He weighed almost 300kg in 2016, now he’s completed his first marathon


Washington – Carlos Orosco just discovered that he’d lost some weight, taking him down to 167 pounds (75 kg) , which was to be expected. Sure, he began Sunday weighing 175 pounds (over 79kg). But that was before he had completed his first marathon.

None of that probably would have been expected just three years ago. That’s because Orosco proceeded to lose an enormous amount of weight – 475 pounds (215 kg) – en route to that moment of triumph.

Now, after having gastric sleeve surgery and making a major commitment to fitness, the 42-year-old Michigan resident has conquered a 26.2-mile (42km ) challenge, though not without some issues related to his postoperative condition. He is looking forward to continuing his journey by running even greater distances.

“I lost a lot of time being heavy,” Orosco told The Washington Post in a phone interview. “A lot of opportunities went by when I was heavy, because it didn’t allow me to do the things that I wanted to do.

“Now that I can do things, it’s no longer a question of do I want to, but, ‘Yes, let’s do it, let’s go for it.’ “

A native of Saginaw County, Michigan, Orosco weighed 650 pounds (294kg) in 2016 and had become beset with related health problems. He dealt with high blood pressure, high cholesterol, ulcers in his legs, blood infections and “extreme gout.”

Two events compelled him to make a radical change. One was a physician’s warning that his “life expectancy was really uncertain,” as Orosco put it. The other was his sister’s pregnancy.

“I knew I was going to be an uncle, and really needed to be around for a long time,” Orosco said, calling that “one of the most motivating factors in this whole process.”

The first step was to lose approximately 100 pounds (45 kg) before having a laparoscopic sleeve gastrectomy in December 2016. Orosco went “cold turkey” by eliminating fast foods, fried foods, alcohol and carbonated beverages.

“Everything I was doing,” he said, “I cut out.”

• [INSTRUCTIONS FOR THE TASK]: Return the article about Carlos Orosco's weight loss and first marathon word for word, in full.

• [RECORD EXCERPTS]:
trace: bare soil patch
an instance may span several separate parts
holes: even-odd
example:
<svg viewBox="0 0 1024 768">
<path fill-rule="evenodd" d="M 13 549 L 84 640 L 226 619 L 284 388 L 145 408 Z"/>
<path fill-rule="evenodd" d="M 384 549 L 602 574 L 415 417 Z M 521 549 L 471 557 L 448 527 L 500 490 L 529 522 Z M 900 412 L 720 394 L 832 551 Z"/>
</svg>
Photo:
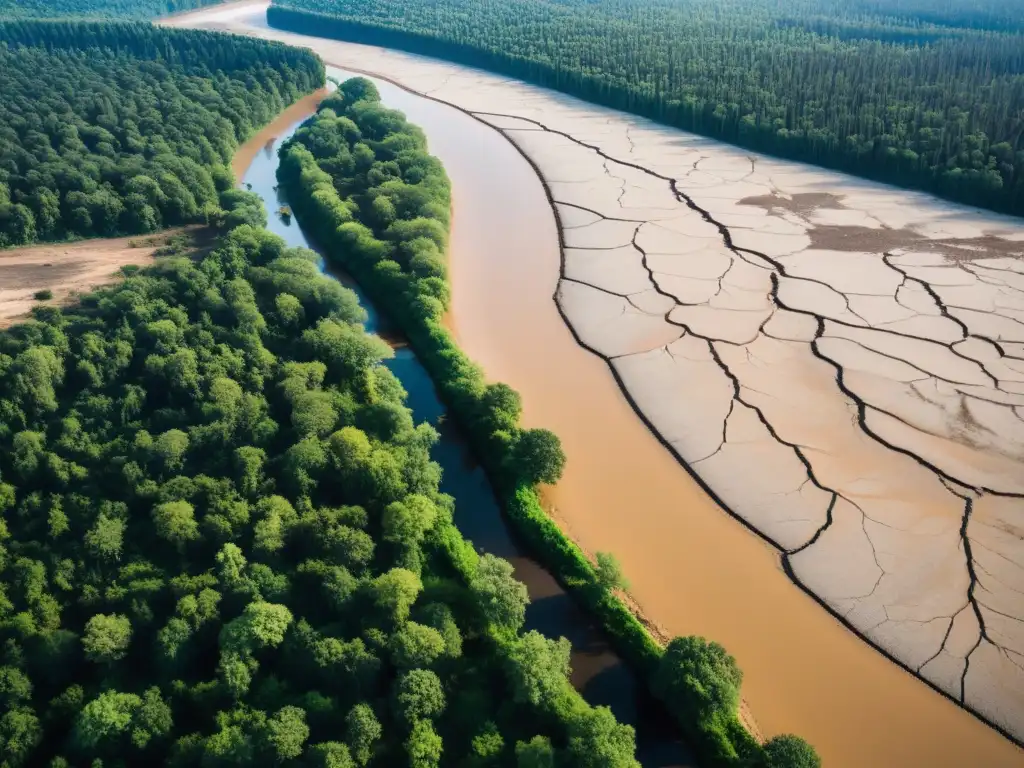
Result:
<svg viewBox="0 0 1024 768">
<path fill-rule="evenodd" d="M 34 306 L 65 306 L 81 294 L 115 283 L 121 278 L 122 266 L 147 266 L 153 263 L 154 252 L 171 237 L 199 228 L 0 251 L 0 328 L 24 319 Z M 37 301 L 35 294 L 47 290 L 52 298 Z"/>
</svg>

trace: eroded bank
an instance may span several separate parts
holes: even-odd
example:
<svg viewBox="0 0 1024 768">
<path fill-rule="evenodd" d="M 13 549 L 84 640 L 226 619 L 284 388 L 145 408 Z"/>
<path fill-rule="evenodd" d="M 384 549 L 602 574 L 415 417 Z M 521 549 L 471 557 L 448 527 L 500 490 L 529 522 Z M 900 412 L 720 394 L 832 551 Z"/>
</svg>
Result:
<svg viewBox="0 0 1024 768">
<path fill-rule="evenodd" d="M 259 34 L 310 43 L 310 39 L 283 33 Z M 328 60 L 347 59 L 361 69 L 383 71 L 424 92 L 457 85 L 453 92 L 483 93 L 494 99 L 504 82 L 401 54 L 329 41 L 314 43 Z M 437 68 L 446 74 L 438 75 Z M 470 85 L 476 90 L 467 90 Z M 566 99 L 565 103 L 565 109 L 579 109 L 580 102 Z M 723 515 L 637 421 L 604 364 L 579 347 L 550 301 L 560 278 L 554 218 L 546 208 L 540 182 L 515 151 L 498 134 L 494 134 L 499 139 L 494 145 L 474 144 L 467 133 L 469 123 L 460 128 L 455 122 L 470 121 L 468 117 L 451 116 L 435 135 L 436 126 L 432 129 L 411 108 L 402 109 L 424 125 L 433 152 L 454 180 L 453 317 L 460 340 L 488 374 L 522 392 L 530 423 L 562 436 L 569 469 L 552 498 L 570 532 L 592 551 L 616 552 L 643 607 L 668 630 L 697 632 L 729 647 L 746 671 L 744 690 L 765 729 L 805 735 L 818 746 L 827 765 L 1011 765 L 1019 761 L 1020 753 L 997 734 L 868 649 L 794 590 L 779 569 L 775 552 Z M 511 132 L 515 126 L 505 128 Z M 525 135 L 518 136 L 520 145 L 526 146 L 530 138 L 538 144 L 548 140 L 537 126 L 518 128 Z M 596 120 L 585 128 L 591 135 L 581 140 L 611 140 L 600 136 Z M 573 138 L 580 136 L 573 134 Z M 500 148 L 503 143 L 504 150 Z M 470 155 L 464 146 L 475 146 L 476 152 Z M 527 148 L 535 158 L 547 152 L 543 145 Z M 622 142 L 617 148 L 626 157 L 635 152 Z M 549 154 L 568 159 L 570 150 L 555 145 Z M 551 165 L 552 161 L 545 162 Z M 615 174 L 628 173 L 612 167 Z M 721 171 L 713 164 L 705 164 L 705 170 Z M 753 171 L 751 167 L 740 176 Z M 601 168 L 597 174 L 585 169 L 582 178 L 548 174 L 552 188 L 562 183 L 567 191 L 575 184 L 597 188 L 598 194 L 602 184 L 595 179 L 604 175 Z M 496 185 L 496 178 L 502 183 Z M 604 202 L 616 205 L 614 198 L 620 194 L 658 194 L 653 182 L 642 178 L 611 186 L 611 198 Z M 744 199 L 751 197 L 757 196 Z M 662 208 L 660 204 L 630 203 L 638 208 Z M 678 203 L 670 200 L 668 206 Z M 596 205 L 584 201 L 583 205 L 614 216 L 602 209 L 601 201 Z M 671 211 L 668 206 L 666 210 Z M 650 218 L 659 215 L 655 210 Z M 815 215 L 851 216 L 842 212 Z M 575 224 L 586 225 L 586 220 Z M 633 223 L 631 228 L 636 226 Z M 754 237 L 773 240 L 756 231 Z M 575 243 L 581 250 L 598 250 L 588 245 L 592 244 Z M 627 248 L 630 244 L 620 245 Z M 687 394 L 698 404 L 708 392 L 720 389 L 717 382 L 705 388 L 693 386 L 693 380 L 687 384 Z M 742 480 L 743 471 L 740 467 L 734 477 Z M 963 510 L 957 521 L 962 516 Z"/>
<path fill-rule="evenodd" d="M 351 75 L 336 68 L 329 68 L 328 74 L 338 80 Z M 388 89 L 385 83 L 378 85 Z M 315 111 L 325 93 L 312 94 L 303 99 L 301 105 L 286 110 L 240 147 L 234 158 L 238 178 L 264 200 L 268 213 L 267 229 L 290 246 L 313 250 L 318 249 L 297 218 L 274 213 L 287 205 L 287 199 L 278 186 L 278 148 Z M 366 327 L 369 331 L 385 338 L 396 336 L 388 317 L 378 310 L 358 284 L 344 272 L 332 269 L 326 261 L 322 262 L 322 266 L 331 276 L 355 292 L 359 304 L 367 311 Z M 394 357 L 386 365 L 408 391 L 408 404 L 414 419 L 434 425 L 439 433 L 438 443 L 431 453 L 442 469 L 440 490 L 455 499 L 455 522 L 460 532 L 480 551 L 509 560 L 515 567 L 516 579 L 526 585 L 530 597 L 526 629 L 537 630 L 551 638 L 565 637 L 572 643 L 573 686 L 588 703 L 610 707 L 621 722 L 634 726 L 637 758 L 643 765 L 657 768 L 694 766 L 693 757 L 682 742 L 678 727 L 664 708 L 653 700 L 643 684 L 612 651 L 594 622 L 554 578 L 513 540 L 483 469 L 474 460 L 472 451 L 459 433 L 455 420 L 446 413 L 433 382 L 413 349 L 403 343 L 397 344 Z"/>
</svg>

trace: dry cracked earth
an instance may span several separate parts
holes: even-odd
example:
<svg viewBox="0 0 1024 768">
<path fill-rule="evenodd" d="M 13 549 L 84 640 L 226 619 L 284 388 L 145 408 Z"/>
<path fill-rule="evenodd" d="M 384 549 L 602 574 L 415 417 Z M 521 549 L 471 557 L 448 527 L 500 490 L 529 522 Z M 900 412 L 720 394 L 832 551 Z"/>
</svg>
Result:
<svg viewBox="0 0 1024 768">
<path fill-rule="evenodd" d="M 561 222 L 555 300 L 650 427 L 824 606 L 1024 739 L 1024 222 L 334 50 L 511 139 Z"/>
</svg>

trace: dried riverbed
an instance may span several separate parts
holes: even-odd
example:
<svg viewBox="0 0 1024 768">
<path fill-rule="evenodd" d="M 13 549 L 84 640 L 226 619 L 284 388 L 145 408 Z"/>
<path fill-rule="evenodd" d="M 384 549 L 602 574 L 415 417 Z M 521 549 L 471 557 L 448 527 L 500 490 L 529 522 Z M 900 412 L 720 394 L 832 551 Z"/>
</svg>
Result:
<svg viewBox="0 0 1024 768">
<path fill-rule="evenodd" d="M 534 162 L 561 254 L 514 150 L 467 157 L 458 143 L 477 136 L 454 111 L 441 133 L 424 125 L 455 186 L 460 339 L 562 436 L 569 471 L 552 499 L 568 530 L 620 554 L 669 631 L 737 655 L 769 734 L 805 735 L 829 766 L 1020 764 L 773 565 L 781 551 L 835 615 L 1021 737 L 1019 221 L 465 68 L 266 30 L 258 7 L 175 23 L 311 46 L 473 113 Z M 664 443 L 777 550 L 644 431 L 565 332 L 556 291 Z"/>
</svg>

• [RESULT]:
He weighed almost 300kg in 2016, now he’s completed his first marathon


Washington – Carlos Orosco just discovered that he’d lost some weight, taking him down to 167 pounds (75 kg) , which was to be expected. Sure, he began Sunday weighing 175 pounds (over 79kg). But that was before he had completed his first marathon.

None of that probably would have been expected just three years ago. That’s because Orosco proceeded to lose an enormous amount of weight – 475 pounds (215 kg) – en route to that moment of triumph.

Now, after having gastric sleeve surgery and making a major commitment to fitness, the 42-year-old Michigan resident has conquered a 26.2-mile (42km ) challenge, though not without some issues related to his postoperative condition. He is looking forward to continuing his journey by running even greater distances.

“I lost a lot of time being heavy,” Orosco told The Washington Post in a phone interview. “A lot of opportunities went by when I was heavy, because it didn’t allow me to do the things that I wanted to do.

“Now that I can do things, it’s no longer a question of do I want to, but, ‘Yes, let’s do it, let’s go for it.’ “

A native of Saginaw County, Michigan, Orosco weighed 650 pounds (294kg) in 2016 and had become beset with related health problems. He dealt with high blood pressure, high cholesterol, ulcers in his legs, blood infections and “extreme gout.”

Two events compelled him to make a radical change. One was a physician’s warning that his “life expectancy was really uncertain,” as Orosco put it. The other was his sister’s pregnancy.

“I knew I was going to be an uncle, and really needed to be around for a long time,” Orosco said, calling that “one of the most motivating factors in this whole process.”

The first step was to lose approximately 100 pounds (45 kg) before having a laparoscopic sleeve gastrectomy in December 2016. Orosco went “cold turkey” by eliminating fast foods, fried foods, alcohol and carbonated beverages.

“Everything I was doing,” he said, “I cut out.”